#### [EXERCISE TASK]
Render the items below as a two-column CSV with the headers input and output, one row per item, each field quoted and its line breaks turned into spaces. Leave the pictures out.
━━━ INFORMATION PROVIDED ━━━
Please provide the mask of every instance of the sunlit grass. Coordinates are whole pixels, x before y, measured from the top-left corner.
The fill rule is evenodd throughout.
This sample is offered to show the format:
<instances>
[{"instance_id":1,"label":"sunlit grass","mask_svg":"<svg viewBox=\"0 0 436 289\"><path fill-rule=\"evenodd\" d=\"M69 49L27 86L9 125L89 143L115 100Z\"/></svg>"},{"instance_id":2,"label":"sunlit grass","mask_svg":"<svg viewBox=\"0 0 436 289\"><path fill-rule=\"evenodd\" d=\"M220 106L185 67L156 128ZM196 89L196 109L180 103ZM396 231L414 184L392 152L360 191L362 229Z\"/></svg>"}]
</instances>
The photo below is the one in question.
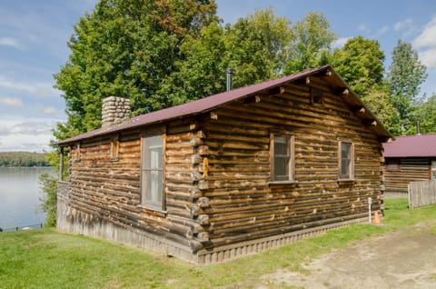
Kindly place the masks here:
<instances>
[{"instance_id":1,"label":"sunlit grass","mask_svg":"<svg viewBox=\"0 0 436 289\"><path fill-rule=\"evenodd\" d=\"M368 236L420 222L436 234L436 205L409 210L386 201L382 224L353 224L232 262L195 266L176 258L54 229L0 234L1 288L253 288L278 269L308 273L302 264Z\"/></svg>"}]
</instances>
━━━
#### [ANSWER TO THE EXERCISE]
input,output
"Please provide the mask of every instance of the sunlit grass. Coordinates are whole pixels, x before y, measured from the top-left corner. The fill rule is evenodd throughout. This sample is offered to show the format: <instances> [{""instance_id"":1,""label"":""sunlit grass"",""mask_svg"":""<svg viewBox=\""0 0 436 289\""><path fill-rule=\""evenodd\"" d=\""M69 49L27 86L9 125L89 143L115 100Z\""/></svg>""},{""instance_id"":2,""label"":""sunlit grass"",""mask_svg"":""<svg viewBox=\""0 0 436 289\""><path fill-rule=\""evenodd\"" d=\""M220 106L185 67L156 128ZM196 89L196 109L180 103ZM396 231L414 184L392 152L360 191L362 229Z\""/></svg>""}] </instances> The photo below is the one in question. Kindly place the masks here:","<instances> [{""instance_id"":1,""label"":""sunlit grass"",""mask_svg"":""<svg viewBox=\""0 0 436 289\""><path fill-rule=\""evenodd\"" d=\""M368 236L420 222L436 234L436 205L409 210L386 201L382 224L353 224L232 262L195 266L176 258L54 229L0 234L1 288L253 288L278 269L308 273L302 264Z\""/></svg>""}] </instances>"